Tasks to complete.
A. Do these statements agree with the update on the Central African Republic below? For each, answer yes or no and quote the deciding words. (i) Jim Hocking reports that things in the CAR are calm. (ii) Jim Hocking was interviewed this week on Mission Network News. (iii) Mike Taylor's trip to the country has been postponed.
B. According to the update on the Central African Republic below, who founded Three Strands?
C. Continue the update on the Central African Republic from where it stops.

Text segment.

════════════════

The upheaval in the Central African Republic (CAR), home to several ministries with Grace Brethren connections, continues to make life interesting for those on the ground.
Jim Hocking, founder and executive director of ICDI (Integrated Community Development International), reports that things are not calm, as evidenced by this report on the GlobalPost site. It reports that Central Africans are protesting against the new regime.
Jim was interviewed this week on the radio program, Mission Network News, regarding the situation in the CAR. Click here to listen to the broadcast.
Mike Taylor, Encompass World Partners staff member and founder of Three Strands, a medical mission to the CAR, was scheduled to travel to the country next week with his brother, Pastor Steve Taylor, of Grace Church in Aiken, S.C.. This morning, Mike reports their trip has been postponed. “There was some escalation in violence last evening and church leaders felt better to wait a bit,” he said.

════════════════

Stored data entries
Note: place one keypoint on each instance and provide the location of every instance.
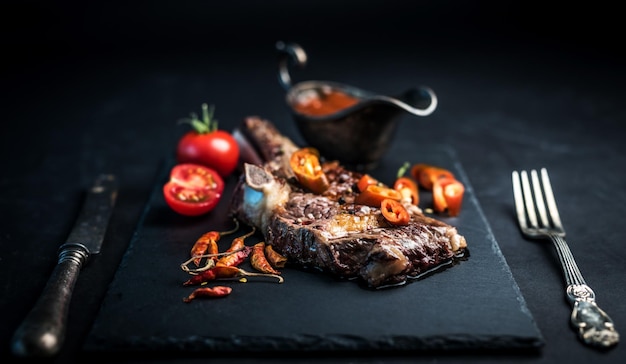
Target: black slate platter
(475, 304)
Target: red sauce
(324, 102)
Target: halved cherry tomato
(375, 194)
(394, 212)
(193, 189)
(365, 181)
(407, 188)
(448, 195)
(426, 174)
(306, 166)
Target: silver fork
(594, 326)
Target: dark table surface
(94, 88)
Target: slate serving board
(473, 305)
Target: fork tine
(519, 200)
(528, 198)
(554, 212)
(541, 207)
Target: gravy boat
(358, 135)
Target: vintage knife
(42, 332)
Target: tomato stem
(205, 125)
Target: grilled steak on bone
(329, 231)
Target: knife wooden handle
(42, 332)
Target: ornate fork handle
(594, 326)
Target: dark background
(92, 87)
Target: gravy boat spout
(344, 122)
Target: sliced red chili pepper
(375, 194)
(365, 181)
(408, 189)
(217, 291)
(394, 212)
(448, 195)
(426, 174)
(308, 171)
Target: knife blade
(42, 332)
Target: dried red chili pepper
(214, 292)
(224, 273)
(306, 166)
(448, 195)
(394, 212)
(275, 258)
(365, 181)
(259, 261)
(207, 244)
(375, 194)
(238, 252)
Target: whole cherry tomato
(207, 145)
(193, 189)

════════════════

Task answers.
A.
(i) No: "things are not calm"
(ii) Yes: "Jim was interviewed this week on the radio program, Mission Network News"
(iii) Yes: "Mike reports their trip has been postponed"

B. Mike Taylor, an Encompass World Partners staff member, founded Three Strands.

C.
Their mission next week was to quietly hold some medical clinics; meet with those impacted by the violence and PTSD (post traumatic stress disorder); encourage mission staff, students, orphans, pastors, and our Fulani friends; and help where needed. Instead, he asks for prayer (and a praise):
- PTL – safety for missionary staff and the bulk of our Central African friends and family thus far!!
- QUICK resolution of the conflict
- Wisdom for the new government and international community
- God would open a door for our small team to get in sooner than later.
Amidst the military trucks and other traffic Janet Varner (Encompass staff Bangui) sees going by her office window, “a young man was just pushing a two wheeled cart up the street loaded with logs at least 4 meters long to be chopped and sold for firewood. There were really way more logs than I’d judge the cart could bear, but he was doing okay, pushing with all his might until he hit a big pot hole and was stopped dead. A man walking down the other side of the road, dressed in nice clothes, just came across and started pushing with him till he got it going again and went on his way! It didn’t seem like they even knew each other. I’m glad I saw it because sometimes when so many mean things are happening it’s easy to forget the kindness that is just such a common part of people’s lives here.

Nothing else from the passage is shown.